___ TEXT SEGMENT
Geert Fannes wrote:

>I implemented a sparse matrix class for loading a calling network (vertices are mobile phone users and edges are calls. The rows are held by a Hash and each row is an AVLTree, containing the information to where some customer called and how much (total duration). These AVLTrees are balanced trees that allow fast lookup and insertion, I used the C package "C AVL Tree generic package" from Walt Karas for this and converted it to a ruby class.
>
>Anyway, as you can imagine, these calling networks are quite large (5 gig in memory, 10 million customers, 50 million calls). Unfortunately, ruby's GC hinders fast loading of these graphs: each time GC shoots in action, he has to check the ever increasing AVLTree objects for deletion and none can be deleted. Therefore, my plan was to disable GC and run it manually every 2 million lines. When doing this, ruby appears to consume way more memory and crashes before the calling graph is loaded from file (Errno::ENOMEM). When I leave the default GC untouched, I am capable to read the graph, but much slower ofcourse due to frequent GC. I cannot say GC.start is not working, since after each 2 million lines, the program keeps the same memory footprint for some time, before it starts increasing again. My guess is that it does not really free the memory, but keeps it in some pool and reuses it. 
>
You can try my GC patch, which allows one to specify the initial heap 
size and several other parameters. You can download it from 
http://rubyforge.org/projects/railsbench.

Regards,

Stefan Kaes
______
**INSTRUCTIONS FOR THE TASK**
Put this sentence from the forum post on Ruby's garbage collector into Spanish: "You can try my GC patch, which allows one to specify the initial heap size and several other parameters."
___ RECORD SET
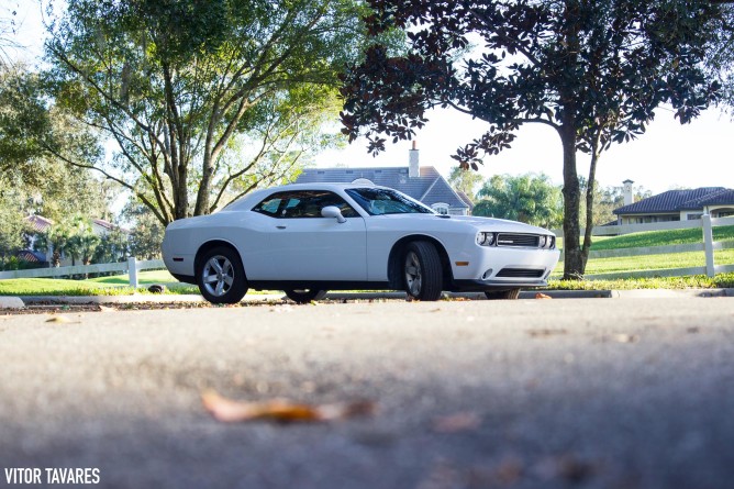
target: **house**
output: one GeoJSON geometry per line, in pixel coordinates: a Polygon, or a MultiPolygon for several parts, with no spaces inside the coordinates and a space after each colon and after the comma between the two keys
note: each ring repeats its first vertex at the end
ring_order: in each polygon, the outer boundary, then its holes
{"type": "Polygon", "coordinates": [[[638,202],[632,201],[632,180],[624,181],[624,205],[615,209],[618,224],[690,221],[703,214],[734,215],[734,190],[724,187],[668,190],[638,202]]]}
{"type": "Polygon", "coordinates": [[[407,167],[307,168],[296,184],[368,184],[390,187],[423,202],[441,214],[469,215],[474,204],[457,192],[433,166],[421,166],[413,142],[407,167]]]}

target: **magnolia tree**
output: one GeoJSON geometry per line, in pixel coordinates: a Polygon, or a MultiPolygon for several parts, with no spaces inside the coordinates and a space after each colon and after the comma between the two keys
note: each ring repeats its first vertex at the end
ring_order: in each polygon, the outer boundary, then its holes
{"type": "MultiPolygon", "coordinates": [[[[591,225],[580,243],[577,153],[588,155],[587,224],[596,168],[612,143],[645,132],[669,104],[689,122],[716,97],[700,67],[719,29],[716,2],[666,0],[369,0],[376,42],[343,77],[343,132],[369,140],[410,138],[429,109],[453,108],[487,122],[457,151],[464,167],[511,146],[519,127],[544,124],[563,146],[564,277],[582,276],[591,225]],[[407,32],[409,49],[379,43],[407,32]]],[[[652,164],[652,163],[650,163],[652,164]]]]}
______
**ANSWER**
Puedes probar mi parche del GC, que permite especificar el tamaño inicial del heap y varios otros parámetros.